-- WRITTEN REQUEST --
Reproduce every line of the data below unchanged, except offset each bounding box coordinate in the answers by -88.

-- RECORDS SUPPLIED --
<<<<

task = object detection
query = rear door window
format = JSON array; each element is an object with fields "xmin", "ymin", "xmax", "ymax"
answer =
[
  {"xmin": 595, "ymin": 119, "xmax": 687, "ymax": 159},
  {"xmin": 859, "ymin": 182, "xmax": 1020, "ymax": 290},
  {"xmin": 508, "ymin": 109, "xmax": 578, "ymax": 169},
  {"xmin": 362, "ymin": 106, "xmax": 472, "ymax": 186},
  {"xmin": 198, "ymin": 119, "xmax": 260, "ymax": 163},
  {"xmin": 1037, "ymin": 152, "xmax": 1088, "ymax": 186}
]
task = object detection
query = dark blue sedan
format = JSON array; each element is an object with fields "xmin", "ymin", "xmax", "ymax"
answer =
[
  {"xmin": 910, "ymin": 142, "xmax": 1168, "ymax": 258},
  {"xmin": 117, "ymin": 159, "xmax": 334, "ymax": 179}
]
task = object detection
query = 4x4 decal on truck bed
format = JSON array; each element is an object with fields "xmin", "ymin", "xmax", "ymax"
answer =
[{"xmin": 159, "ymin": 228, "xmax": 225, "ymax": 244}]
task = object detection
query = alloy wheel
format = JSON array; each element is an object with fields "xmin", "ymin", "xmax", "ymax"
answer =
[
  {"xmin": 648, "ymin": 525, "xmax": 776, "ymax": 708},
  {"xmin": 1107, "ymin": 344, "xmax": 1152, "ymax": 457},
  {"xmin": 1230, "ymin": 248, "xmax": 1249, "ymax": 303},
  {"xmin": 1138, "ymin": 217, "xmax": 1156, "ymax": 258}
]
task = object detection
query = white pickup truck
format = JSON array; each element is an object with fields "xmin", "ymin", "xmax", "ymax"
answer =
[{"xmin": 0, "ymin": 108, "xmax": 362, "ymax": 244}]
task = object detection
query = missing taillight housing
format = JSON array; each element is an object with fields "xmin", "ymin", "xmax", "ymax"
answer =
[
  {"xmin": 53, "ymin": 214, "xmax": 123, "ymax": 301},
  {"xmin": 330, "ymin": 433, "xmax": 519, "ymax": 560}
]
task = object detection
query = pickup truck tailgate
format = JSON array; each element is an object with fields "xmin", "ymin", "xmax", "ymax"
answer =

>>>>

-- FINAL RESULT --
task = object detection
query = rear door window
format = JSON array; each element is an object with fields "xmin", "ymin", "xmax", "ymax"
answer =
[
  {"xmin": 507, "ymin": 31, "xmax": 599, "ymax": 71},
  {"xmin": 771, "ymin": 94, "xmax": 932, "ymax": 202},
  {"xmin": 420, "ymin": 21, "xmax": 490, "ymax": 81},
  {"xmin": 274, "ymin": 18, "xmax": 384, "ymax": 98},
  {"xmin": 110, "ymin": 31, "xmax": 172, "ymax": 75},
  {"xmin": 949, "ymin": 64, "xmax": 1000, "ymax": 98}
]
task = object detection
query = dark blue sedan
format = JSON array; each element is an object with fields "xmin", "ymin", "xmax", "ymax"
answer =
[
  {"xmin": 822, "ymin": 54, "xmax": 1080, "ymax": 170},
  {"xmin": 29, "ymin": 71, "xmax": 246, "ymax": 91}
]
task = object detection
query = 4x4 decal on truck bed
format = JSON array; each element is an object with fields "xmin", "ymin", "xmax", "ymax"
answer =
[{"xmin": 71, "ymin": 140, "xmax": 137, "ymax": 156}]
task = object detection
query = alloy wheel
format = JSON array; each element is an object with fields "xmin", "ymin", "xmax", "ymax"
answer =
[
  {"xmin": 560, "ymin": 437, "xmax": 688, "ymax": 620},
  {"xmin": 1019, "ymin": 256, "xmax": 1064, "ymax": 369},
  {"xmin": 1142, "ymin": 160, "xmax": 1161, "ymax": 215},
  {"xmin": 1050, "ymin": 129, "xmax": 1068, "ymax": 170}
]
task = object detection
query = white pickup truck
format = JSON array; each element is an object with fields "xmin", "ymin", "xmax", "ymax"
answer =
[{"xmin": -88, "ymin": 20, "xmax": 274, "ymax": 156}]
task = object detection
query = missing taillight housing
format = JSON array; each element is an object with fields "xmin", "ymin", "xmax", "ymax"
answer =
[
  {"xmin": -35, "ymin": 126, "xmax": 35, "ymax": 213},
  {"xmin": 242, "ymin": 345, "xmax": 431, "ymax": 472}
]
task = object detection
query = pickup truck tailgate
format = JSON array; each element is an object with fields "xmin", "ymin", "xmax", "ymax"
answer =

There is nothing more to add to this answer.